(Selected text)

Blinded Veterans Question Lack of Eye Trauma Funding in Defense Budget

 

The Blinded Veterans Association (BVA) questioned why no efforts were made this week in the Senate Appropriations Committee mark-up to introduce an amendment to provide urgently needed funding for the care of American troops affected by combat eye trauma and Traumatic Brain Injury (TBI) with visual impairments.

The organization expressed strong support for an amendment to add $7 million  to the Defense Appropriations mark-up for Vision programmatic funding.  In June, when the House Appropriations Committee had provided only $3.2 million, several members asserted that this figure was insufficient when considering the higher percentages of evacuated service members with penetrating eye injuries from both Operation Iraqi Freedom (OIF) and Operation Enduring Freedom (OEF) conflicts.

While there seemed to be bi-partisan support in both the House and Senate among some Appropriations Committee members, no changes were allowed during the mark-up this week as the Senate deferred to House funding levels for the Congressionally Directed Medical Research Program (CDMRP) levels set in June.

Department of Defense Secretary Robert Gates, when asked at a Senate hearing in June about defense medical research, made it clear that during a time of budgetary restraints to the DoD medical budgets, combat traumatic injury research for our wounded warriors must be a priority in Congress.

More than 82 percent of service members have sustained severe eye blast injuries as result of Improvised Explosive Devices (IEDs) with 65% of these suffering open globe penetrating wounds.  BVA is especially concerned over the lack of more specific TBI visual impairment research, which has helped to diagnose visual dysfunction in 54 percent of military members with TBI returning from (OIF) and (OEF). Of the last ten funded Vision grants in FY 2010, only four were for TBI vision dysfunction. BVA believes that additional funding in this area is imperative.

Saved entries

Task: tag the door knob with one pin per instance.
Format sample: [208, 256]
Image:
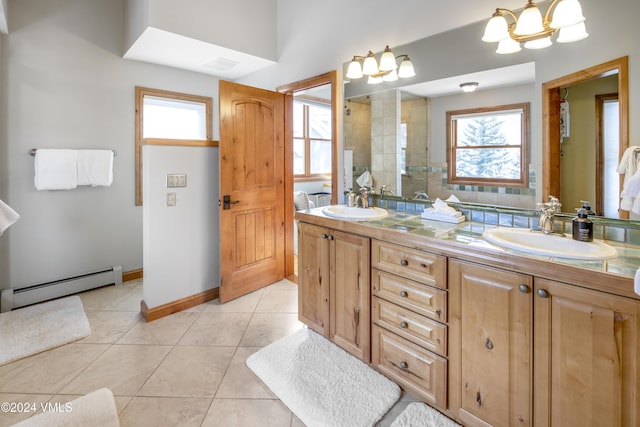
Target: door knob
[227, 202]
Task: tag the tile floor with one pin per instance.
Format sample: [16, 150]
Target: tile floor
[187, 369]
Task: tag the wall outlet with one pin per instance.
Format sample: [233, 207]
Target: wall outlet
[175, 180]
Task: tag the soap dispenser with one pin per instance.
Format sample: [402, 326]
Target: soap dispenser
[587, 207]
[351, 198]
[582, 225]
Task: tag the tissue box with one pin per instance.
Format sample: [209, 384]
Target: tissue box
[435, 215]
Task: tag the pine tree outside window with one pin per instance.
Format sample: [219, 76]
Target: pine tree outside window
[489, 146]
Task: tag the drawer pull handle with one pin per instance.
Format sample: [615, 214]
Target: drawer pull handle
[489, 344]
[542, 293]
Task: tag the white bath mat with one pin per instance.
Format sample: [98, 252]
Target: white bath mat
[322, 384]
[97, 408]
[420, 415]
[30, 330]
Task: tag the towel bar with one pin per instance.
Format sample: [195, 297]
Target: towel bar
[32, 152]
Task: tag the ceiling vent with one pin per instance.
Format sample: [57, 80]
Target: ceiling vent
[222, 64]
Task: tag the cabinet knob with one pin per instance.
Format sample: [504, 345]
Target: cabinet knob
[489, 344]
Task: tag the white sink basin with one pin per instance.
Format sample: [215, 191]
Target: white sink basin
[346, 212]
[553, 245]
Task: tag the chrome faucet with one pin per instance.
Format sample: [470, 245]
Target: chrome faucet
[363, 199]
[384, 190]
[547, 210]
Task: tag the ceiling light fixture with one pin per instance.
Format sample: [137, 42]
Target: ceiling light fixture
[468, 86]
[387, 71]
[534, 30]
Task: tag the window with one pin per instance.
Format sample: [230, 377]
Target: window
[489, 146]
[311, 139]
[170, 118]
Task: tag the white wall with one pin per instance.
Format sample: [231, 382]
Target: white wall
[65, 85]
[181, 243]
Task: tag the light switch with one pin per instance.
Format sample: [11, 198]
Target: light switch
[175, 180]
[171, 199]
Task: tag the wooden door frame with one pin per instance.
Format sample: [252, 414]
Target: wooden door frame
[551, 117]
[600, 150]
[289, 90]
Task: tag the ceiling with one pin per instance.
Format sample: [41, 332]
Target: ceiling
[297, 37]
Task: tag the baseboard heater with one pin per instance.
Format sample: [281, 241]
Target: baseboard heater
[20, 297]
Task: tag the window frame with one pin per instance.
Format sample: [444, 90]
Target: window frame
[523, 180]
[308, 176]
[141, 92]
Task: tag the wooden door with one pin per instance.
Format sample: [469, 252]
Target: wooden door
[313, 277]
[252, 182]
[349, 292]
[490, 345]
[587, 347]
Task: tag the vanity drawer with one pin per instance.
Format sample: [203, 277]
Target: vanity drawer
[423, 299]
[413, 264]
[415, 369]
[425, 332]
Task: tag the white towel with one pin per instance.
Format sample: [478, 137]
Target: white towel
[443, 208]
[365, 180]
[7, 216]
[628, 166]
[95, 167]
[55, 169]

(Questions on the material)
1. In the article on eye trauma funding, how much had the House Appropriations Committee provided in June?
2. Restate the article on eye trauma funding from "Blinded Veterans Question" up to and including "with visual impairments.", with "combat eye trauma" swapped for "battlefield eye trauma".
3. Carry on writing the article on eye trauma funding past its final sentence.

(Answers to each task)
1. $3.2 million

2.
Blinded Veterans Question Lack of Eye Trauma Funding in Defense Budget

 

The Blinded Veterans Association (BVA) questioned why no efforts were made this week in the Senate Appropriations Committee mark-up to introduce an amendment to provide urgently needed funding for the care of American troops affected by battlefield eye trauma and Traumatic Brain Injury (TBI) with visual impairments.

3.
“This important Warfighter research funding increase will provide critical improvements in surgery for the wounded eye-injured personnel in front line medical care and for those with TBI vision impairments,” said BVA Executive Director Tom Miller. “Between 2002 and 2008, 13% of the total wounded had sustained some degree of moderate to severe eye injuries; therefore,  with 43,270 OIF/OEF/OND Wounded in Action as of May 2011, that would translate into 5,409 significant eye injured and, for those serving today, they would benefit from  a funding level of $10 million instead of $3.2 million.”

“Another key part of the eye trauma research funding is that the House mark-up included increased funding for TBI and orthopedic research of $130 million and $30 million, respectively, plus $75 million for other specific Warfighter research,” said Thomas Zampieri, BVA Director of Government Relations, “So why would eye trauma research be less important for front line troops and be funded there at its lowest levels.

According to Zampieri, the military medical system for decades has stated that priority aeromedical evacuation is to save life, limb, and eyesight.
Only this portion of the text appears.